Your goal: Your task is to write out the lines from the line containing "I would appreciate it if you could identify the metal" through the last line of the material, exactly.

━━━

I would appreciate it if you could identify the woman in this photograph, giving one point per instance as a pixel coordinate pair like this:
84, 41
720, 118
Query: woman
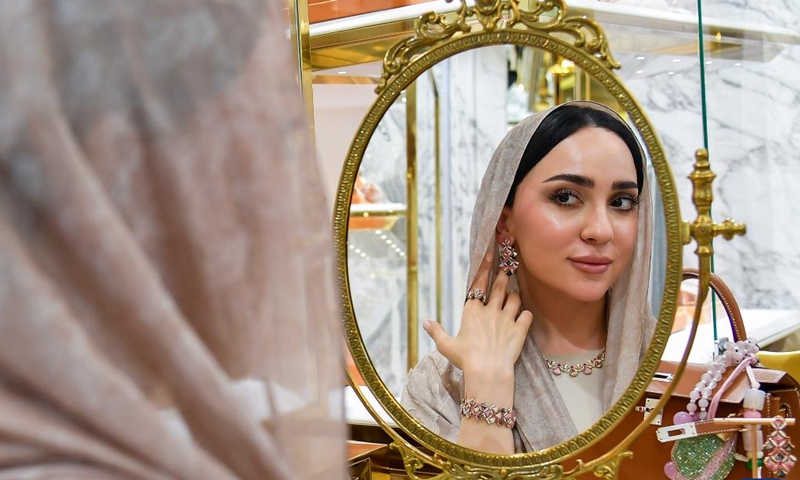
556, 319
167, 305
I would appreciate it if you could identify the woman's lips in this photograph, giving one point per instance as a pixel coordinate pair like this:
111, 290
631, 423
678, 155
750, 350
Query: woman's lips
591, 264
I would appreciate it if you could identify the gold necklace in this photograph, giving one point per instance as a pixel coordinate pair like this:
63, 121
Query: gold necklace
573, 370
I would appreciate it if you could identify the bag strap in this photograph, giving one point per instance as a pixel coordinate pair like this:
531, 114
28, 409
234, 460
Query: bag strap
728, 301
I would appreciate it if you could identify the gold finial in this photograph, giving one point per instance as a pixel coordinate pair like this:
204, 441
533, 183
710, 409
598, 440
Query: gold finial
703, 229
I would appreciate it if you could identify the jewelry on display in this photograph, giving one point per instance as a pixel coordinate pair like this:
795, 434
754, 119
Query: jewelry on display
508, 255
734, 354
477, 294
573, 370
778, 447
491, 414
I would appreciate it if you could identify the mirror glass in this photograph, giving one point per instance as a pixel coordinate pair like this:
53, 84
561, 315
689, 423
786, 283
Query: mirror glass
415, 189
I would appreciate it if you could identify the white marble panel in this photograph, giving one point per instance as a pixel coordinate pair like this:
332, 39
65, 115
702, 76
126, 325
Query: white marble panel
754, 144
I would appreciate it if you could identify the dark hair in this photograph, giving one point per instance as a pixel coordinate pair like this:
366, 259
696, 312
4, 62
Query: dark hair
563, 122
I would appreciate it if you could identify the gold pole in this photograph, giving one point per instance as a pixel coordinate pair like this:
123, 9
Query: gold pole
412, 227
753, 431
298, 26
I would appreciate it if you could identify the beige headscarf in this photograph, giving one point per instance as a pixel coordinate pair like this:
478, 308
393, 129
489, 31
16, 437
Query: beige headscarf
167, 304
434, 389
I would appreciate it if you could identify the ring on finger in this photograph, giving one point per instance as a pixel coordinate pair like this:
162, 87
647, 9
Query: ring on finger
477, 293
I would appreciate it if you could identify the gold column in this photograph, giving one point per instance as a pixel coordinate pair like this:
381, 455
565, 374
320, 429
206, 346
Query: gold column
301, 40
412, 227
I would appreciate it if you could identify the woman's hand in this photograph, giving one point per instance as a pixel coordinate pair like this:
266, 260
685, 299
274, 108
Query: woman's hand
487, 346
491, 336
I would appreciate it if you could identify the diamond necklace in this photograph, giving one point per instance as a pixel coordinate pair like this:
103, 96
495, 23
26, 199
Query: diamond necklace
575, 369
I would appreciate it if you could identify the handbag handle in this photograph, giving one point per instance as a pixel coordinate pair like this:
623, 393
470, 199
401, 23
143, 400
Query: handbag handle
728, 301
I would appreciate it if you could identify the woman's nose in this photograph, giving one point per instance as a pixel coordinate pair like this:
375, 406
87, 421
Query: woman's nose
598, 227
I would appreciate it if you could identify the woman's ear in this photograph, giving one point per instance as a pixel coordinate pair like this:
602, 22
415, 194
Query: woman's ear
504, 227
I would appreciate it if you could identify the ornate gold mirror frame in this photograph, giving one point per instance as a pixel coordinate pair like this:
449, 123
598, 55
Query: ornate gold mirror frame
546, 26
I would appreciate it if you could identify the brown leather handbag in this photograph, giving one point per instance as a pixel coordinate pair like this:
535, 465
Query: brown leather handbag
650, 455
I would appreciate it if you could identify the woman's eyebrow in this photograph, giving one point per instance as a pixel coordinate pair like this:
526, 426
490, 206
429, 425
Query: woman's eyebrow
572, 178
624, 185
588, 182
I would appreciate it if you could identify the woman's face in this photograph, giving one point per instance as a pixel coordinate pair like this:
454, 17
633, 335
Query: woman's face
574, 217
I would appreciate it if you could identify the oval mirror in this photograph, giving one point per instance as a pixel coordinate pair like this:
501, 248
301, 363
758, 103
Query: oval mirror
405, 201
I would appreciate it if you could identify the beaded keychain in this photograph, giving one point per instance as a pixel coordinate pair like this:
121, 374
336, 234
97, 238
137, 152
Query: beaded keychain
708, 456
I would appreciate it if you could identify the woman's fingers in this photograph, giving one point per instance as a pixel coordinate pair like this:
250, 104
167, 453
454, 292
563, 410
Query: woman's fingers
524, 321
512, 305
442, 340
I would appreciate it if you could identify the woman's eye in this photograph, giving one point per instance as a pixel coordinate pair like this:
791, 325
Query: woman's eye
565, 197
625, 202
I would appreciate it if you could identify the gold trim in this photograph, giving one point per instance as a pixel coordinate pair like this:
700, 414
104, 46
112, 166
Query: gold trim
497, 15
299, 31
590, 53
437, 172
412, 230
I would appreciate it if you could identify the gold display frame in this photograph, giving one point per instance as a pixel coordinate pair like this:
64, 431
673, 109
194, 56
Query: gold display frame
437, 37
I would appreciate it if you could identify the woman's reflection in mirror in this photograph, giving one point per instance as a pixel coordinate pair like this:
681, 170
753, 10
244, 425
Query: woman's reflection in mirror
557, 317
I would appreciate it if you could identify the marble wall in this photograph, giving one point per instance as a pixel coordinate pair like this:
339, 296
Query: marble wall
752, 99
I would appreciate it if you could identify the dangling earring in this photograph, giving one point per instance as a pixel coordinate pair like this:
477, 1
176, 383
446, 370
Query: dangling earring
508, 255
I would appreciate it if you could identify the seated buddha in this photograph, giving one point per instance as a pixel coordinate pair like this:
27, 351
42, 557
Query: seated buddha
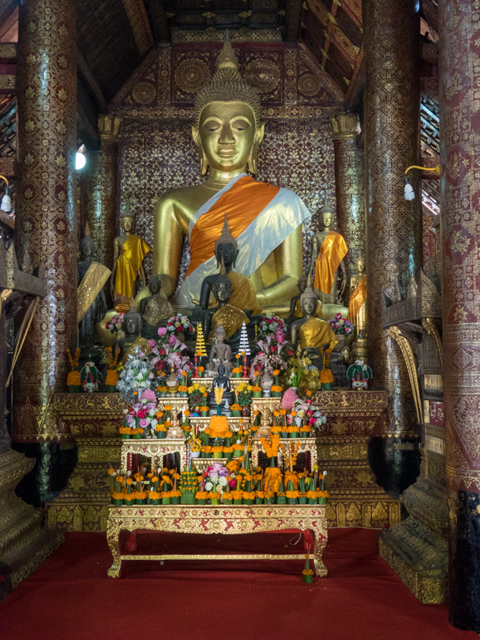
311, 332
242, 291
225, 314
220, 354
265, 220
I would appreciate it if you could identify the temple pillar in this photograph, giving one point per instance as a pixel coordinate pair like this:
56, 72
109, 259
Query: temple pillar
349, 187
394, 241
460, 191
45, 206
101, 189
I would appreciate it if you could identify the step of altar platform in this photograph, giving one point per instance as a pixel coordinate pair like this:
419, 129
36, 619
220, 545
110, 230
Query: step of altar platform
24, 543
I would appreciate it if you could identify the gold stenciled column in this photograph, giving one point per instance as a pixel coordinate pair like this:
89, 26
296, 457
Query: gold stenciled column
101, 189
392, 98
459, 152
45, 208
349, 186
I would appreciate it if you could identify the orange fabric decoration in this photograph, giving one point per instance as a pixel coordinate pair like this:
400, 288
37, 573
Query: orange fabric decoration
242, 204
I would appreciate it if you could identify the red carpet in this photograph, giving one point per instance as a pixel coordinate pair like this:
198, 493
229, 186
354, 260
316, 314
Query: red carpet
70, 598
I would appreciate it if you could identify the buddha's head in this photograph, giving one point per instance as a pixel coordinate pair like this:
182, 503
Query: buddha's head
132, 323
87, 247
222, 289
326, 215
227, 128
154, 285
360, 265
226, 250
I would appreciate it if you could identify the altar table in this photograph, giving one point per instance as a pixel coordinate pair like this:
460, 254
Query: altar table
221, 519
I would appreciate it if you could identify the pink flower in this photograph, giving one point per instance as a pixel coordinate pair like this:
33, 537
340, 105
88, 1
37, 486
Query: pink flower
148, 394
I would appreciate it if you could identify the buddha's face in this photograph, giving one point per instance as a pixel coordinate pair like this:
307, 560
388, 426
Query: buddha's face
327, 219
128, 223
309, 305
223, 292
227, 133
154, 286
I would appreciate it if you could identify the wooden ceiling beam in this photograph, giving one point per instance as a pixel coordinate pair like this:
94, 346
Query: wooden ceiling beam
140, 25
159, 21
91, 84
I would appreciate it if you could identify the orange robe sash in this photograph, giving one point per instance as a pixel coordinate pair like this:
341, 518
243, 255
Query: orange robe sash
242, 204
133, 252
357, 300
333, 250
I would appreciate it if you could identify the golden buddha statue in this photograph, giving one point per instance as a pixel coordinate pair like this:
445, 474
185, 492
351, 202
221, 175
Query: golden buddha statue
357, 305
311, 332
265, 220
226, 316
129, 250
328, 250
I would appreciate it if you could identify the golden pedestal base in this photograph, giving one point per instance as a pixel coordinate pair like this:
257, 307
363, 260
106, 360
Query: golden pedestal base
93, 420
215, 520
24, 543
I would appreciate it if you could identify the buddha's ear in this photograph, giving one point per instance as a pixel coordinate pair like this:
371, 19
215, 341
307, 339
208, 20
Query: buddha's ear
201, 154
259, 134
196, 135
252, 160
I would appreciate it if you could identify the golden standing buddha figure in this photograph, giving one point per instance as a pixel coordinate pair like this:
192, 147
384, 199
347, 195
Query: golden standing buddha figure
129, 250
328, 250
265, 220
357, 312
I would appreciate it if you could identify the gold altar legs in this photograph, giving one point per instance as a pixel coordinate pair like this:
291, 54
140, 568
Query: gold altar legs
460, 149
393, 225
349, 187
45, 215
101, 189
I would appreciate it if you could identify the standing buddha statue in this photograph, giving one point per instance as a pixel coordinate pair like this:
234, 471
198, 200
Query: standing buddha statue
263, 219
328, 250
129, 250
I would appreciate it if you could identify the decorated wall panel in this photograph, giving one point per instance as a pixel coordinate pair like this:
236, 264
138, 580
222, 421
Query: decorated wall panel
156, 151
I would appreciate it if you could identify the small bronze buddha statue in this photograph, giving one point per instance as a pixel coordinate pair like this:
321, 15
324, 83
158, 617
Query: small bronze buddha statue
221, 381
311, 332
154, 308
220, 354
243, 294
131, 327
229, 317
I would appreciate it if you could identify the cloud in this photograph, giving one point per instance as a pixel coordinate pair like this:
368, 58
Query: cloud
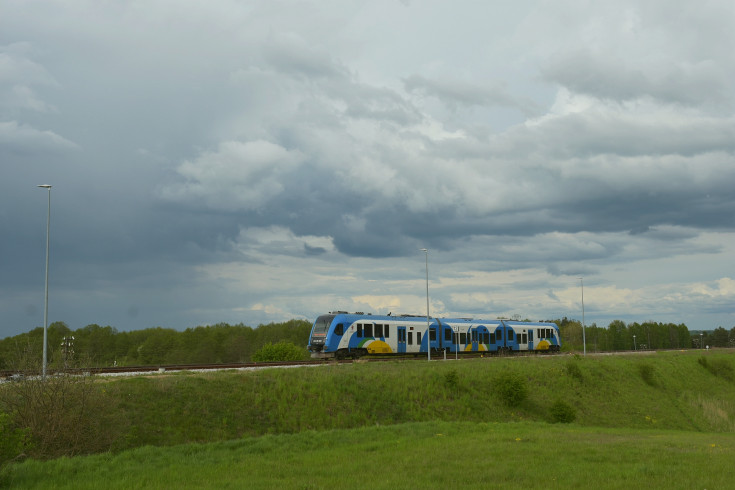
258, 161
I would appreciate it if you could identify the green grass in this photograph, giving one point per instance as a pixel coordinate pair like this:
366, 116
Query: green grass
413, 455
666, 420
667, 391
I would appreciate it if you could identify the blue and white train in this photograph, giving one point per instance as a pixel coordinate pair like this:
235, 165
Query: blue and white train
340, 334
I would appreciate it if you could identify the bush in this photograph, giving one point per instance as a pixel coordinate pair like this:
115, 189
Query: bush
13, 440
562, 412
280, 352
512, 388
62, 415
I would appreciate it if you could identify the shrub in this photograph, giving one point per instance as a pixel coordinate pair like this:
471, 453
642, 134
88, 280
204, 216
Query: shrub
13, 440
282, 351
562, 412
512, 388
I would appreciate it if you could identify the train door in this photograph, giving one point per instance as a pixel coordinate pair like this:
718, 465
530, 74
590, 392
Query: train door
476, 342
401, 340
522, 339
448, 341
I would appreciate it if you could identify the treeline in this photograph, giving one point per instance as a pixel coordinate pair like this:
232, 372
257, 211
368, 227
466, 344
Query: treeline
642, 336
99, 346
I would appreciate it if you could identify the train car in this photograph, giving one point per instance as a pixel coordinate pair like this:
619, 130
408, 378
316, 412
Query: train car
340, 335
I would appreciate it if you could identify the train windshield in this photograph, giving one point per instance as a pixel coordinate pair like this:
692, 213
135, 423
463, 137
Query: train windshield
321, 325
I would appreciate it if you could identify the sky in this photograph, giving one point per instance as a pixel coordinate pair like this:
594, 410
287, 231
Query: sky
257, 161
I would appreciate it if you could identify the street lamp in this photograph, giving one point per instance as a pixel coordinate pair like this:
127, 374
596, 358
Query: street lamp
584, 340
428, 327
45, 307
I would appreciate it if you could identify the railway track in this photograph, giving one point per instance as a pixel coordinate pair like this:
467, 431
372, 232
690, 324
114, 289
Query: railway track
7, 375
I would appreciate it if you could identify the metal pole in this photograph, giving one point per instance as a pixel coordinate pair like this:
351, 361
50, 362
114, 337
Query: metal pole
428, 327
584, 340
45, 307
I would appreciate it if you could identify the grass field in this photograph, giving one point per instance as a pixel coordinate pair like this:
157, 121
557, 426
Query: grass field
412, 455
664, 420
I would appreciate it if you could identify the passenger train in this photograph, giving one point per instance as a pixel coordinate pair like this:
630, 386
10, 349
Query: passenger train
340, 334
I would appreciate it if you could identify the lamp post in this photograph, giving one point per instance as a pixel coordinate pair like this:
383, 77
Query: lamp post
584, 340
45, 305
428, 327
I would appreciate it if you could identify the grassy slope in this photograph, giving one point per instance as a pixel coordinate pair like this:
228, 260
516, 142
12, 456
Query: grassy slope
607, 391
413, 455
635, 393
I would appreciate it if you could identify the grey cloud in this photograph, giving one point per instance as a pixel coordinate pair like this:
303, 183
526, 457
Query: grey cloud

━━━

Exercise output:
I would appreciate it if you could identify the metal pole in this photograph, giving one point per instance as a pixel coordinate pair like this:
351, 361
50, 362
114, 337
Query: metal pole
428, 327
584, 340
45, 307
I would appreciate it if you could identify the grass field in this photograph, giving one point per instance as a pixel coordinate pair like this:
157, 121
557, 426
Query: grass field
412, 455
664, 420
I would appreciate it if you could identify the passenger train in this photograph, giving one point per instance as a pixel coordinate pair like this:
630, 386
10, 349
Query: passenger train
340, 334
I would appreciate it if you could identify the lamp post in this photograph, giving one point per instance as a pixel coordinate pair like this:
383, 77
Query: lamp post
584, 340
45, 305
428, 327
I would appreciate it if you could identify the grassy slope in this photograph, giving one point per instance as a pixel coordinate pair like this:
228, 260
516, 142
12, 456
Query: grassy slope
607, 391
413, 455
635, 393
I would appreciate it if you could identify the grey cloud in this photograph, giving one point per instance as a pixel coordinate pair like this:
303, 183
526, 457
Query: grey cloud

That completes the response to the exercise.